## GIVEN RECORDS
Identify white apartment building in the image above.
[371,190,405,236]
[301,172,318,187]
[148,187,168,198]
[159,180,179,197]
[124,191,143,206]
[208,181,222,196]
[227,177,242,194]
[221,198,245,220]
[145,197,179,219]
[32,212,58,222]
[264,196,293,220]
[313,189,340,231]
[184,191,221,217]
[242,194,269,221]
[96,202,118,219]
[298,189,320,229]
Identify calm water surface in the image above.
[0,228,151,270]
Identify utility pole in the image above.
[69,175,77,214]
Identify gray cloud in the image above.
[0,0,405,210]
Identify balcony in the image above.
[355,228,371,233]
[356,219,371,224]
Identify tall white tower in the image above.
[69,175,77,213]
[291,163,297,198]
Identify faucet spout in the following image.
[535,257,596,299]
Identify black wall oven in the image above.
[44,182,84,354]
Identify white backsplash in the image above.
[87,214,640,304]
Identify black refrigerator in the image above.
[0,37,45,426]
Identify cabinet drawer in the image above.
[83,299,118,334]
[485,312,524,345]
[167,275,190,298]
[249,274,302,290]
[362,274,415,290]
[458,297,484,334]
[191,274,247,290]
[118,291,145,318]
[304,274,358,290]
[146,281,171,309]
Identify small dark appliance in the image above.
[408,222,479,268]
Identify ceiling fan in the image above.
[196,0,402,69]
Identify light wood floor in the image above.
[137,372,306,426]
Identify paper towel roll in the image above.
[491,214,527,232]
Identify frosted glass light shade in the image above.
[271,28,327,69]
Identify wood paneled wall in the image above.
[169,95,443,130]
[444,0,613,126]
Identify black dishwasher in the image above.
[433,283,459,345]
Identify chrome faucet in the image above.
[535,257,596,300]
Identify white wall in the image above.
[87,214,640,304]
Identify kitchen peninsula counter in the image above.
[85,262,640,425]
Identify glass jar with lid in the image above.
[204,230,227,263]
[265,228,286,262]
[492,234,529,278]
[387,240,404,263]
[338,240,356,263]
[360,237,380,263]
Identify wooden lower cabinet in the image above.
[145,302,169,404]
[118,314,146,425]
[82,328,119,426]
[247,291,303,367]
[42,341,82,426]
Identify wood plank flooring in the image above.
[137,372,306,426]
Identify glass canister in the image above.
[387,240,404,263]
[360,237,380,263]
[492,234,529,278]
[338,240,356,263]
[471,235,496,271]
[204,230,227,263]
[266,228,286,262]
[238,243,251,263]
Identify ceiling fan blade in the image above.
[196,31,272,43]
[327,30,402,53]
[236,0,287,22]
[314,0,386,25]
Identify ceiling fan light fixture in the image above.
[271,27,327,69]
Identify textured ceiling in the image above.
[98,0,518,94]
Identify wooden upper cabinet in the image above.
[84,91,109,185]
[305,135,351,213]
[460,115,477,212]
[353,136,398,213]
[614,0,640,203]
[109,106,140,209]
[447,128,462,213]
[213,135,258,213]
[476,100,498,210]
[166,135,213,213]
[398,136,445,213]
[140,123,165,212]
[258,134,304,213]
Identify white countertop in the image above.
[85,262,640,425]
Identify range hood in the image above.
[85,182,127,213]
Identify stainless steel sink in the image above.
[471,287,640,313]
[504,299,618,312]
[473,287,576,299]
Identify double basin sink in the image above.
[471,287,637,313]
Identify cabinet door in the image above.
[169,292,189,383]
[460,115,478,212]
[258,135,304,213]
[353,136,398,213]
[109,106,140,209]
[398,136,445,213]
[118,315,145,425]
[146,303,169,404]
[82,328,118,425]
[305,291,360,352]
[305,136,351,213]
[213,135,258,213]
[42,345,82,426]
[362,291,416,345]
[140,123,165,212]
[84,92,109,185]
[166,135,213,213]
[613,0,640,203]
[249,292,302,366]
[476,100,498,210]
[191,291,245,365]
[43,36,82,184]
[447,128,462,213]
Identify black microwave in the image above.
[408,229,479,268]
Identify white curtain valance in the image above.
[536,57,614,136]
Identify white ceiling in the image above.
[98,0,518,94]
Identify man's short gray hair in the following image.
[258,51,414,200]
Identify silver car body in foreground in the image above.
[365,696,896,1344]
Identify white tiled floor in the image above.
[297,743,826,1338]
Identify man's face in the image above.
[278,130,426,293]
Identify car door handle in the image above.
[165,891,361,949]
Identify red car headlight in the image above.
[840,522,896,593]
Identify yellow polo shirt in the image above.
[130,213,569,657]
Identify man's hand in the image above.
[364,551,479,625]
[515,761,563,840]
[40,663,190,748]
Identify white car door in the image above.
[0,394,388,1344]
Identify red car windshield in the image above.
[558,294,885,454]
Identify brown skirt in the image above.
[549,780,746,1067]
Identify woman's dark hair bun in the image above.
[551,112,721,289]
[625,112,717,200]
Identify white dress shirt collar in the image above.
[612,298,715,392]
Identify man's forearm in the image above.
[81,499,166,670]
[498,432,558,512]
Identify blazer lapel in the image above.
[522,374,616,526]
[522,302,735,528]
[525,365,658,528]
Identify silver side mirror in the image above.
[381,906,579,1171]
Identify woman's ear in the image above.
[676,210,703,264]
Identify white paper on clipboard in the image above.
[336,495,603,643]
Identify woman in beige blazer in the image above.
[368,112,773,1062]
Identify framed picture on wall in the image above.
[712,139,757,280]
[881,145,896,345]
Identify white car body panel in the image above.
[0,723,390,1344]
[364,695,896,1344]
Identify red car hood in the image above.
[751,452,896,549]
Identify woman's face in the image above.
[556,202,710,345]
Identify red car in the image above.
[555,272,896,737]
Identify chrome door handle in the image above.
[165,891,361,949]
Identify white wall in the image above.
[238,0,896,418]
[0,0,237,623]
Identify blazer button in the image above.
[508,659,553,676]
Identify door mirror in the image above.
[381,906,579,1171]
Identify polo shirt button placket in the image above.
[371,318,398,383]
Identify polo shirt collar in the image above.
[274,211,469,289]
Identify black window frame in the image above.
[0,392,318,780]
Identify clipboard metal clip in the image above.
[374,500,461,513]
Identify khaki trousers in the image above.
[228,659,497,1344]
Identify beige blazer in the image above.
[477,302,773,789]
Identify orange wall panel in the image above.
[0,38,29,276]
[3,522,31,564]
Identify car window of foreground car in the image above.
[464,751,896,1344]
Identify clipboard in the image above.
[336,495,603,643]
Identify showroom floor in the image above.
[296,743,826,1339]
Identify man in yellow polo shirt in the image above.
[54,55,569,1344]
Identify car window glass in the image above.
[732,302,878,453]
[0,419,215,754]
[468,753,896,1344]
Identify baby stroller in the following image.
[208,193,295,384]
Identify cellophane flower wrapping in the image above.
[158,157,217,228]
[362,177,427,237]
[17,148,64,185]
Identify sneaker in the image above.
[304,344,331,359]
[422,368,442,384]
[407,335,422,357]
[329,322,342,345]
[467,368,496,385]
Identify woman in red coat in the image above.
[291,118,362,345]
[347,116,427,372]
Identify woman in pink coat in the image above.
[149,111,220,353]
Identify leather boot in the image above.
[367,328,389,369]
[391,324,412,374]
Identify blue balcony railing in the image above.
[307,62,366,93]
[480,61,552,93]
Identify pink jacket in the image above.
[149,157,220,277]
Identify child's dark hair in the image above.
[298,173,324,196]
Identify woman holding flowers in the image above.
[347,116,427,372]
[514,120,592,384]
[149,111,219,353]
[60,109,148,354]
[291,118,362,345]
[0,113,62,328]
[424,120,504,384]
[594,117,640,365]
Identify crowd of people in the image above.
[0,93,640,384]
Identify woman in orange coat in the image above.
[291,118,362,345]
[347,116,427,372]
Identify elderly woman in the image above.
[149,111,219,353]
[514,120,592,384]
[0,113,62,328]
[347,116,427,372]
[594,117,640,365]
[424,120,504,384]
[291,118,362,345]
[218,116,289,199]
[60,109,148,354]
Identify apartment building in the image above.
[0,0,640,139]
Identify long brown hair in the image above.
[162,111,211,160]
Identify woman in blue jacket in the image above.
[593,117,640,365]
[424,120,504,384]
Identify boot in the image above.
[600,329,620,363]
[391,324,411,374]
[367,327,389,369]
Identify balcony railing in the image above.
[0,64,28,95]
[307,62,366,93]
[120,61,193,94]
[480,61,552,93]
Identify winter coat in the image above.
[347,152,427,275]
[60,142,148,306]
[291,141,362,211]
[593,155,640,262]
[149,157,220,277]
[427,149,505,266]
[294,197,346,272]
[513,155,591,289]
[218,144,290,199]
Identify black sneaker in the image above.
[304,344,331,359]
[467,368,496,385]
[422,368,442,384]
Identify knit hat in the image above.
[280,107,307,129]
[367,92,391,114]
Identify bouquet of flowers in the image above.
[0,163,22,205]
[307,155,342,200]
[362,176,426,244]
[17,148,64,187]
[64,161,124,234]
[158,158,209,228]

## WHAT THE TASK REQUIRES
Find every line in the items above that contains the word "pink" and copy each of those lines.

## EXERCISE SOLUTION
Identify woman in pink coat in the image above.
Identify pink jacket in the image above.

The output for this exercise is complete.